== Task data ==

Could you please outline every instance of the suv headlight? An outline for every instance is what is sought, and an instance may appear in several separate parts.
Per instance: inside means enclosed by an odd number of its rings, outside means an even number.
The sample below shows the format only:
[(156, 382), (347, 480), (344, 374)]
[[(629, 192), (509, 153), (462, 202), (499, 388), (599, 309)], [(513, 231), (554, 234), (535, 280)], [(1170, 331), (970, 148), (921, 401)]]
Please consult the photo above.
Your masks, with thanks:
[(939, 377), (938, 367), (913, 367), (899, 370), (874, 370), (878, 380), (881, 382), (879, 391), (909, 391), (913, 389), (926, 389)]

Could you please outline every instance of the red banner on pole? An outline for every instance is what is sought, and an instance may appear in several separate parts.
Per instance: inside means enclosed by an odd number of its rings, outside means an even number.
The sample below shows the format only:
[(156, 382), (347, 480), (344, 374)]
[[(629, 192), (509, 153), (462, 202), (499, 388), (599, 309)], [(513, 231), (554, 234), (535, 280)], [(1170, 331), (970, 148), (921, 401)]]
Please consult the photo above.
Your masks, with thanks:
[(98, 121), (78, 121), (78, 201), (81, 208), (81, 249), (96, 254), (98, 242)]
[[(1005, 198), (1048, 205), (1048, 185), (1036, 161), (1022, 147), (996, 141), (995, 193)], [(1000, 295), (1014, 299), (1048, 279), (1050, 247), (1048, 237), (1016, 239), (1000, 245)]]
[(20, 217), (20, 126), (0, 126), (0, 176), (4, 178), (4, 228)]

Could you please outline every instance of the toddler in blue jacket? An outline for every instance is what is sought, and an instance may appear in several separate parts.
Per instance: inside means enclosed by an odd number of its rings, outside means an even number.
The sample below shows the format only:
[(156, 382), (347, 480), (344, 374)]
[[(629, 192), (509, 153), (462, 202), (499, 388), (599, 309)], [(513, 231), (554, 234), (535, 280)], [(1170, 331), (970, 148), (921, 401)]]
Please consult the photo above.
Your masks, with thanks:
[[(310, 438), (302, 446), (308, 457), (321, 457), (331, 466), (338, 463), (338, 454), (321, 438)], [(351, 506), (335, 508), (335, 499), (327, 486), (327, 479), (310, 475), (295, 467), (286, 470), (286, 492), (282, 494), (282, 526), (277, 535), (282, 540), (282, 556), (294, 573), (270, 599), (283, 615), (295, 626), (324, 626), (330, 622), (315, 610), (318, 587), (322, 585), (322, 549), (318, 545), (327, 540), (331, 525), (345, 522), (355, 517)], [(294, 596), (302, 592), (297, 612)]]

===

To be done: Scale the records from the line with "Could you please outline every instance of the toddler" up to and including the last line of the records, and give only those lines again, requests included. Multiply every outline coordinate in the answers by 2.5 and round to whole numbers, with halves rounded up. Leave the numbers in the requests and their format samples unchanged.

Result:
Could you please outline every instance of the toddler in blue jacket? An outline for every instance is what is sought, and an instance may appear in several separate parts.
Per instance: inside means enclosed by an odd number of its rings, outside means an even number.
The sample below shows the format only:
[(156, 382), (347, 480), (344, 374)]
[[(629, 192), (509, 153), (462, 202), (499, 388), (599, 309)], [(513, 231), (554, 234), (535, 280)], [(1170, 331), (970, 148), (921, 401)]]
Please consult the photo above.
Your masks, with thanks:
[[(775, 1095), (755, 1115), (770, 1143), (803, 1143), (828, 1165), (845, 1158), (845, 1135), (803, 1095)], [(878, 1265), (838, 1270), (838, 1248), (818, 1215), (818, 1198), (775, 1188), (738, 1168), (715, 1175), (715, 1230), (705, 1235), (705, 1315), (693, 1338), (705, 1350), (705, 1390), (735, 1433), (675, 1498), (708, 1538), (738, 1565), (810, 1565), (825, 1555), (788, 1525), (795, 1468), (805, 1463), (805, 1373), (795, 1363), (818, 1350), (828, 1313), (863, 1305), (888, 1293)], [(735, 1490), (755, 1480), (743, 1530)]]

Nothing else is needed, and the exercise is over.